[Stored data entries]
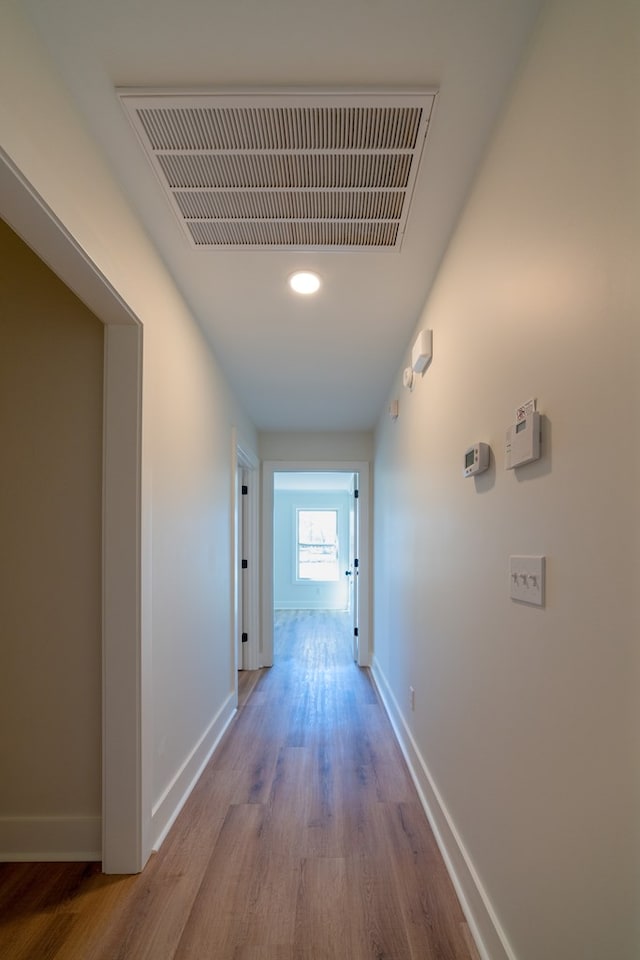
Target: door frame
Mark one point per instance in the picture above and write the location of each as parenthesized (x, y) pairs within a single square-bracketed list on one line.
[(269, 469), (126, 711), (244, 458)]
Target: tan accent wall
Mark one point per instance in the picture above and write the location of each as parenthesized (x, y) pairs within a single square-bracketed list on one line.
[(51, 372)]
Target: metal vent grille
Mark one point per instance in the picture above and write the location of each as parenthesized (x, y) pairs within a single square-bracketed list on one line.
[(320, 171)]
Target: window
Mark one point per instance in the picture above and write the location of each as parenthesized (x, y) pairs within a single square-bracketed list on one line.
[(317, 544)]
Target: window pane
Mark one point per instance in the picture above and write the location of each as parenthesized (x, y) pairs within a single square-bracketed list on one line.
[(317, 544)]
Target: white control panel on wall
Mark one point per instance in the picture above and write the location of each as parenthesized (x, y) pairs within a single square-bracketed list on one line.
[(526, 576)]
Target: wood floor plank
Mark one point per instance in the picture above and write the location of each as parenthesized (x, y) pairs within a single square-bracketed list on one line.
[(328, 918), (217, 923), (304, 839)]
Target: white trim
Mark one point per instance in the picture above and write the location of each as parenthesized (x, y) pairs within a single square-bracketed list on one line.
[(485, 927), (271, 467), (306, 605), (176, 794), (48, 839), (243, 456), (122, 754)]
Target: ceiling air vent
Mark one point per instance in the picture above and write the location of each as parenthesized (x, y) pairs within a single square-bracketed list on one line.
[(285, 171)]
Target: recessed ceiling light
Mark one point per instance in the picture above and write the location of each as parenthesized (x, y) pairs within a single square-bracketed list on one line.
[(304, 282)]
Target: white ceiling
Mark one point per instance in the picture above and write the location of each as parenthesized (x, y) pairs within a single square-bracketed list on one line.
[(327, 481), (324, 363)]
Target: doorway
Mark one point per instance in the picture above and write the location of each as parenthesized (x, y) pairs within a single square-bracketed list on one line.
[(316, 547)]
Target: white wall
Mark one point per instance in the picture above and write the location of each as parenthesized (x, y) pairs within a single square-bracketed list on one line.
[(289, 593), (187, 417), (525, 730), (51, 358)]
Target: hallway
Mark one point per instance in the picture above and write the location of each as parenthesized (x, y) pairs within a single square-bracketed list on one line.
[(303, 840)]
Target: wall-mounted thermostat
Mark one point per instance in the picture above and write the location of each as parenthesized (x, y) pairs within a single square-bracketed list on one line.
[(476, 459), (523, 441)]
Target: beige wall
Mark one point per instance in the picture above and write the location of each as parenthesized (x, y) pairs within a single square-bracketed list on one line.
[(526, 725), (51, 358)]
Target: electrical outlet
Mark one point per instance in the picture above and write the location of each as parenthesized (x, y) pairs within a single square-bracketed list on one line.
[(526, 579)]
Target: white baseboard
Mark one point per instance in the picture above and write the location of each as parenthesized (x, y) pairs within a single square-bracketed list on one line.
[(50, 839), (308, 605), (490, 939), (175, 796)]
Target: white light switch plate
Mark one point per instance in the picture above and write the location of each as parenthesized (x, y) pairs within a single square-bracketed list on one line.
[(526, 578)]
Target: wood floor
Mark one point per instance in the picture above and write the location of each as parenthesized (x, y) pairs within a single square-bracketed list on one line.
[(303, 840)]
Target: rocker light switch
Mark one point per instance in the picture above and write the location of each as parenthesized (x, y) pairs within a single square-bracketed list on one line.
[(526, 579)]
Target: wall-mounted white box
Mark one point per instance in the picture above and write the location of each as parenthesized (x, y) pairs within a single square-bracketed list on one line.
[(422, 351), (526, 579)]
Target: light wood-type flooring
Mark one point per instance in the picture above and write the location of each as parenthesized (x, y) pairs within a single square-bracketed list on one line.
[(303, 840)]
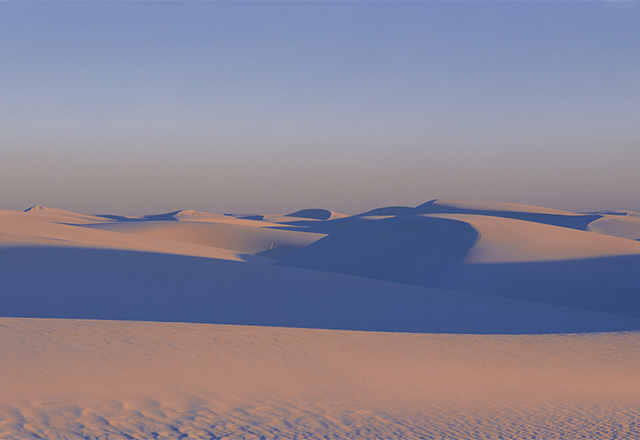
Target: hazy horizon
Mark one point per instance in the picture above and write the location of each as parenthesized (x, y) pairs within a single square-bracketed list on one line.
[(135, 108)]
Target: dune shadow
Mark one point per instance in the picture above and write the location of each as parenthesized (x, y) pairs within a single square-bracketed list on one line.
[(81, 283)]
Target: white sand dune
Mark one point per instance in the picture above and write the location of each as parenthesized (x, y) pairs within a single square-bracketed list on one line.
[(78, 379), (625, 226), (489, 254), (501, 321)]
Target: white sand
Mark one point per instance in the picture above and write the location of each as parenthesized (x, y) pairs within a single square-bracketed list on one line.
[(108, 379), (503, 301)]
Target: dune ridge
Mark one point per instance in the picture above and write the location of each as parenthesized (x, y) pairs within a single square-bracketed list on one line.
[(451, 319)]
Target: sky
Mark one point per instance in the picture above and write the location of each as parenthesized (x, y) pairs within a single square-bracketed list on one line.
[(256, 107)]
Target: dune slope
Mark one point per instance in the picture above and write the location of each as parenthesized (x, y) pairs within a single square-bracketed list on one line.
[(78, 379)]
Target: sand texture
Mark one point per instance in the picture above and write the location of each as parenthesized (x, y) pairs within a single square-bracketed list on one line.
[(449, 320)]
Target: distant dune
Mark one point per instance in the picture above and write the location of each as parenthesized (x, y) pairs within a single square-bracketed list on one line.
[(452, 319)]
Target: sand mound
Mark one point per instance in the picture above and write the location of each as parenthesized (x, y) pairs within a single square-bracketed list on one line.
[(315, 214), (489, 255), (536, 214), (77, 379), (234, 236), (625, 226), (62, 282)]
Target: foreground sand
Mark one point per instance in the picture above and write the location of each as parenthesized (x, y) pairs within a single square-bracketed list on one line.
[(78, 379)]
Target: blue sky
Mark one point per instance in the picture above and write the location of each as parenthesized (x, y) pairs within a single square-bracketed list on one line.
[(147, 107)]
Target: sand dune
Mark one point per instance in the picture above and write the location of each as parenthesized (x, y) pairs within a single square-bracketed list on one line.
[(78, 379), (489, 311), (486, 254)]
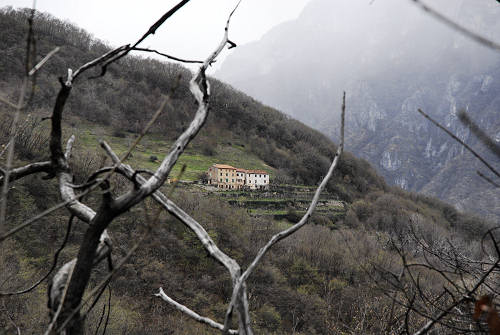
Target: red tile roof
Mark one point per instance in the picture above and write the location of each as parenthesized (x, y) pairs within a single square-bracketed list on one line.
[(257, 171), (223, 166)]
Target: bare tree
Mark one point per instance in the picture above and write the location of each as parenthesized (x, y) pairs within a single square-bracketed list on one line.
[(69, 284)]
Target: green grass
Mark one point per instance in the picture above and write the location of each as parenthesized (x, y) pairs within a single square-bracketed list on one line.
[(153, 145)]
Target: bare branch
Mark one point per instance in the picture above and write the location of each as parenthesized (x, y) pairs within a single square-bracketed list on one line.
[(151, 31), (29, 169), (452, 24), (7, 102), (461, 142), (54, 264), (199, 89), (191, 313), (480, 134), (187, 61), (287, 232), (104, 282), (489, 180), (178, 213)]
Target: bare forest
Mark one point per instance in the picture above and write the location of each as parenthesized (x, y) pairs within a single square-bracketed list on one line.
[(96, 239)]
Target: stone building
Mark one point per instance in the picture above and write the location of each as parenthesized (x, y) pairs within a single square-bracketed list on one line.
[(228, 177), (222, 176), (257, 179)]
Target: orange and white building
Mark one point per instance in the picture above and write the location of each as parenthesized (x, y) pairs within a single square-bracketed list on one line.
[(257, 179), (222, 176), (228, 177)]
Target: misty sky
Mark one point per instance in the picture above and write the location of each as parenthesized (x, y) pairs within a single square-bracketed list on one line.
[(193, 32)]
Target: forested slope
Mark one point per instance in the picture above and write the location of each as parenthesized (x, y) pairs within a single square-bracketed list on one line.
[(317, 282)]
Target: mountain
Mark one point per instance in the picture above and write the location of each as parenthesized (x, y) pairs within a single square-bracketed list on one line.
[(392, 59), (318, 281)]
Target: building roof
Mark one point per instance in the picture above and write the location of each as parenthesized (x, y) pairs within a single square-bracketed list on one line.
[(257, 171), (224, 166)]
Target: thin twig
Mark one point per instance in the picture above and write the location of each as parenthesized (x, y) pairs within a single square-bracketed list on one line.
[(54, 263), (480, 134), (187, 61), (437, 124), (452, 24)]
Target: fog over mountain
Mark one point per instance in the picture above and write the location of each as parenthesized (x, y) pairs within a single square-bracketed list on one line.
[(391, 58)]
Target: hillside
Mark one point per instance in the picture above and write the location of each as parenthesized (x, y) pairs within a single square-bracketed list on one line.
[(389, 65), (305, 282)]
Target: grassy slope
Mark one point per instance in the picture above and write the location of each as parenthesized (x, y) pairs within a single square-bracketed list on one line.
[(313, 271)]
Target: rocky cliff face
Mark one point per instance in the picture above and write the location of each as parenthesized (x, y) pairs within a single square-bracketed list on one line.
[(391, 59)]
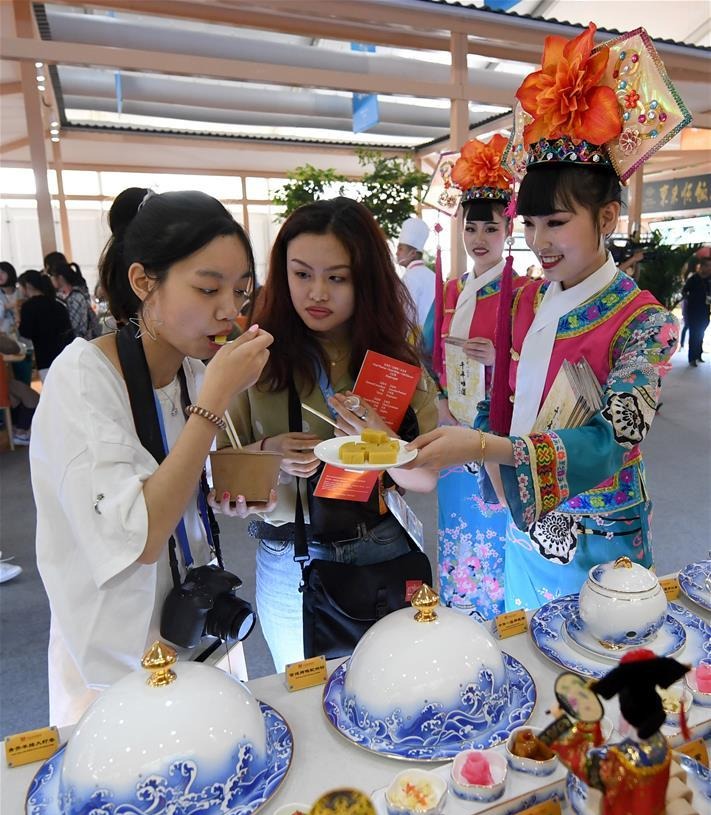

Exercise details →
Nothing but an exact copy belongs in the answer: the lines from the top of the records through the line containing "Target: tan accent wall", minus the pictures.

Response area →
Target: door frame
Mark one point per instance in the picture above and write the location of each as parenthesized (x, y) pairs within a single square-bracketed list on one line.
[(269, 469), (126, 711), (244, 458)]
Target: tan accent wall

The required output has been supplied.